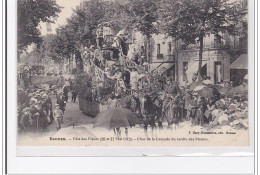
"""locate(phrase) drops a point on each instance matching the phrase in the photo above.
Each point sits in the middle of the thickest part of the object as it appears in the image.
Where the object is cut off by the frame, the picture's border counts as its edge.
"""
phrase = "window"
(184, 69)
(158, 49)
(169, 47)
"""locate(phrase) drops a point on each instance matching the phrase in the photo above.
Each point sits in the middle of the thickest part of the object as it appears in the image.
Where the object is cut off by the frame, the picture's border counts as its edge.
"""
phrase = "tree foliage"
(30, 13)
(191, 20)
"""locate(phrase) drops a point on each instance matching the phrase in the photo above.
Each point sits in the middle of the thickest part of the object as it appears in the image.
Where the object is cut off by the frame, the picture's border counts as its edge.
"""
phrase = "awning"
(240, 63)
(194, 67)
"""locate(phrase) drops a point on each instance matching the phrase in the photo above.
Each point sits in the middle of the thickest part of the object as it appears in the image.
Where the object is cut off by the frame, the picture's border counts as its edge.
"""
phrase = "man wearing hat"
(61, 101)
(99, 38)
(57, 115)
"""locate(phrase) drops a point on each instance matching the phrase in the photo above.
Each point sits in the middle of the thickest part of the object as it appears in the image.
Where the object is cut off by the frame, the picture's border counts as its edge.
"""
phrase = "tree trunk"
(79, 62)
(200, 56)
(148, 50)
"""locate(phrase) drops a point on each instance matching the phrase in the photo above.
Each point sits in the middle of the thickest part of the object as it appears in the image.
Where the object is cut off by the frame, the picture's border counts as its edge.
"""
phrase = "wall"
(210, 56)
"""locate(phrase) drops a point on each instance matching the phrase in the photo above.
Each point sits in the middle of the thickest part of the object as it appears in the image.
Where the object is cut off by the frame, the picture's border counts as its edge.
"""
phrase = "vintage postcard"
(132, 73)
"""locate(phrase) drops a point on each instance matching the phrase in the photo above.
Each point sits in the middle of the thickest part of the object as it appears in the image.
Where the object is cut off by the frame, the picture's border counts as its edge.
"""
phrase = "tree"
(30, 13)
(191, 20)
(143, 14)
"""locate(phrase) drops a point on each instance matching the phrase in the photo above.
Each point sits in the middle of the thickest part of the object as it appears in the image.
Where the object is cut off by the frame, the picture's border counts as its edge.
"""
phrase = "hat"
(168, 79)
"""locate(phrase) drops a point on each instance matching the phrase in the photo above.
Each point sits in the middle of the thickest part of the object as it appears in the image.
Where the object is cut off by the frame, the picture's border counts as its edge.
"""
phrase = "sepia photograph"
(132, 73)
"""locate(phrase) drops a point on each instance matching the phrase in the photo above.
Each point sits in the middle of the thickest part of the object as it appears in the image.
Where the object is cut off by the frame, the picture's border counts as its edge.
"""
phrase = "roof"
(240, 63)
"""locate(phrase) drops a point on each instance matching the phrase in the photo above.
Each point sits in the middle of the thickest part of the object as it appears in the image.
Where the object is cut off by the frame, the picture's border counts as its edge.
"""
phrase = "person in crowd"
(58, 116)
(192, 108)
(107, 30)
(62, 103)
(188, 97)
(171, 89)
(66, 92)
(25, 122)
(74, 92)
(99, 37)
(202, 107)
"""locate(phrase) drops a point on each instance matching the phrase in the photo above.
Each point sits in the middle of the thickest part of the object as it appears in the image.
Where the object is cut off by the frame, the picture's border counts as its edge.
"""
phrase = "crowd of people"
(36, 110)
(173, 104)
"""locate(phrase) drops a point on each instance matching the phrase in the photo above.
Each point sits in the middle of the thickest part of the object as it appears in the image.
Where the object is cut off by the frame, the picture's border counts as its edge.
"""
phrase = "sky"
(67, 10)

:: Set task ::
List every line of the records above that contains the string "tree", copying each line in full. Case counts.

:: Task solution ::
phrase = "tree foliage"
phrase = "tree trunk"
phrase = "tree"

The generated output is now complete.